◆ What the exercise asks: Present every one of the records below as a numbered list, with blank lines left out.

START Data to process

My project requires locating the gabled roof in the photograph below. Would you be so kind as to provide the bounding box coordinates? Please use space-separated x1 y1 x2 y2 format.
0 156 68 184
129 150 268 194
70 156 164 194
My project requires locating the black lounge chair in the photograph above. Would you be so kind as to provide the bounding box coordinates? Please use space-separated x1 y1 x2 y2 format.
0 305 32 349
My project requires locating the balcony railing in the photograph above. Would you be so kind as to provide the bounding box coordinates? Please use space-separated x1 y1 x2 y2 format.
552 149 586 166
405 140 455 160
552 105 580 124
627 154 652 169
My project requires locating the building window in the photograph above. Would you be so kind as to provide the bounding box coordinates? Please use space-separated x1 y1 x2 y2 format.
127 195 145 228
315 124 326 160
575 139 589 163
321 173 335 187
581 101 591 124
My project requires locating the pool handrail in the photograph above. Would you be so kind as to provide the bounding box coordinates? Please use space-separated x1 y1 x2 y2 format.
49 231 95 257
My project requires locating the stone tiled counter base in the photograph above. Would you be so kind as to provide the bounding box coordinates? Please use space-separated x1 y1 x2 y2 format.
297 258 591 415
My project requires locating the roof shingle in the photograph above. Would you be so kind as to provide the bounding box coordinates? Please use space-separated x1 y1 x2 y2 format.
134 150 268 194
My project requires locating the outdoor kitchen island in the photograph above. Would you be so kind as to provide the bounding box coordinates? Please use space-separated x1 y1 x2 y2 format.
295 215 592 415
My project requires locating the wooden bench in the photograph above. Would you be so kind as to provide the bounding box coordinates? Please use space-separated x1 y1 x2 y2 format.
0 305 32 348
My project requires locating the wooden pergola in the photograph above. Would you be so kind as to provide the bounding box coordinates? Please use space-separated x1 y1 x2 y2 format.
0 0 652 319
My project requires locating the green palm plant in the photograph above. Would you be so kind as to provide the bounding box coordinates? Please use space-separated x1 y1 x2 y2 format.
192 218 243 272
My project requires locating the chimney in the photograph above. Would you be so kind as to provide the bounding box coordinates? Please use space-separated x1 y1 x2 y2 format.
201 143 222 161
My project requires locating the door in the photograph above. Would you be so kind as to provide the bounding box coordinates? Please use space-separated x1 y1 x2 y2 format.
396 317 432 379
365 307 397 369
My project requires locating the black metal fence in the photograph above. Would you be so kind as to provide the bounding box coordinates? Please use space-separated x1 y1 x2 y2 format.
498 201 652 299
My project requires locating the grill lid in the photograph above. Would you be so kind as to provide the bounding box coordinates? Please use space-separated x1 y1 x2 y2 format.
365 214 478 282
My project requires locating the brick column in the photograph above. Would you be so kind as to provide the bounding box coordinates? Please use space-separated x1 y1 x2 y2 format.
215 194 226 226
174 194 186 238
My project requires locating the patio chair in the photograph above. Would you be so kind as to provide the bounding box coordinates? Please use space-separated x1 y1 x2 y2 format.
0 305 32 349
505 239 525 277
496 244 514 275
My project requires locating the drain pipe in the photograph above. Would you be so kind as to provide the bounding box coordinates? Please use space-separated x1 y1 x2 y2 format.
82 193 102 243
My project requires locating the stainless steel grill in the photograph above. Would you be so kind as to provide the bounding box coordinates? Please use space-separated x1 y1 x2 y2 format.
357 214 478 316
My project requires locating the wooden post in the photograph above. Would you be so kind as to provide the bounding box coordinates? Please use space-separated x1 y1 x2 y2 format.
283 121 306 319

END Data to process

◆ Exercise response:
1. My project requires locating the gabled roof in the photograph below. Would you be so kind as to provide the bounding box coordinates? Please use space-separated x1 y1 x2 y2 format.
2. 0 156 68 184
3. 129 150 268 194
4. 70 156 164 194
5. My project requires locating the black lounge chair in the photograph above. Would you be so kind as to provide the bounding box coordinates? Please use space-separated x1 y1 x2 y2 format.
6. 0 305 32 349
7. My project requires locating the balcony railing in the photograph above. Would you be so kind as to provide the bounding box coordinates? Please use space-separated x1 y1 x2 y2 format.
8. 552 149 586 166
9. 405 140 455 160
10. 552 105 580 124
11. 627 154 652 169
12. My project requires locating the building window in the photograph above. Would you be so kind as to provide the bounding box coordinates? Please use space-separated x1 y1 x2 y2 format.
13. 127 195 145 228
14. 315 124 326 160
15. 575 139 589 163
16. 321 173 335 187
17. 581 101 591 124
18. My project requires locating the pool handrail in the photograph above. Would you be so kind as to provide the bounding box coordinates? Please use space-separated x1 y1 x2 y2 format.
19. 49 231 95 257
20. My project requires locating the stone tiled counter base in the photograph above. Would you be so kind as to provide the bounding box coordinates? Please use space-separated x1 y1 x2 y2 format.
21. 297 258 591 415
22. My project requires locating the roof shingle in the photograph above. Would you be so kind as to provide the bounding box coordinates? Please use space-separated x1 y1 x2 y2 format.
23. 134 150 268 194
24. My project requires locating the outdoor kitchen island in the photograph above. Would you be so kind as to provide the bounding box coordinates? Please use space-separated x1 y1 x2 y2 format.
25. 295 215 592 415
26. My project requires locating the wooden bench in the photograph above. Would you be so kind as to provide the bounding box coordinates? Please use space-separated x1 y1 x2 y2 format.
27. 0 305 32 348
28. My project requires locating the wooden pergola in the photograph above. Would you be so kind as to provide the bounding box coordinates? Please use space-separated x1 y1 x2 y2 format.
29. 0 0 652 319
30. My project requires locating the green palm plant in the photograph above. Would you be so kind as to provide the bounding box coordinates? Please use space-separated x1 y1 x2 y2 format.
31. 192 218 243 272
32. My project requires locating the chimney in the photograph above. Would you be so kind as to provide the bounding box coordinates? Please use space-separated x1 y1 x2 y2 format.
33. 201 143 222 161
34. My project requires locating the door in the photograph above. Would you be so kind as to provide the bounding box coordinates? Please use space-separated x1 y1 x2 y2 format.
35. 396 317 432 379
36. 365 307 397 369
37. My project requires locating the black metal fence in the photograph above. Would you be so kind as to provide the bounding box coordinates? Please use space-separated x1 y1 x2 y2 format.
38. 498 201 652 299
39. My project requires locating the grill lid in the photograph above. Would you be so kind as to provide the bounding box coordinates? Please use space-separated x1 y1 x2 y2 format.
40. 365 214 478 282
41. My project requires locating the brick column in the photograph above. Would you be so kind as to provide the bounding box coordinates? Please use space-separated x1 y1 x2 y2 format.
42. 215 194 226 226
43. 174 194 186 238
44. My project requires locating the patio chair in the photograph above. Would you be so kind as to provide the bounding box coordinates? Please use space-separated x1 y1 x2 y2 format.
45. 0 305 32 349
46. 505 239 525 277
47. 496 244 514 275
48. My project requires locating the drain pipe in the photograph above. Would you be so kind as to provide the bounding box coordinates? Please use space-separated x1 y1 x2 y2 format.
49. 82 193 102 243
50. My project requires locating the stainless steel grill in the photograph above. Would you be so kind as to provide the bounding box coordinates? Please use space-separated x1 y1 x2 y2 format.
51. 357 214 478 316
52. My project requires locating the wooden post in the photograph above. Would you be so kind as to provide the bounding box coordinates? Please use space-separated x1 y1 x2 y2 format.
53. 283 121 306 319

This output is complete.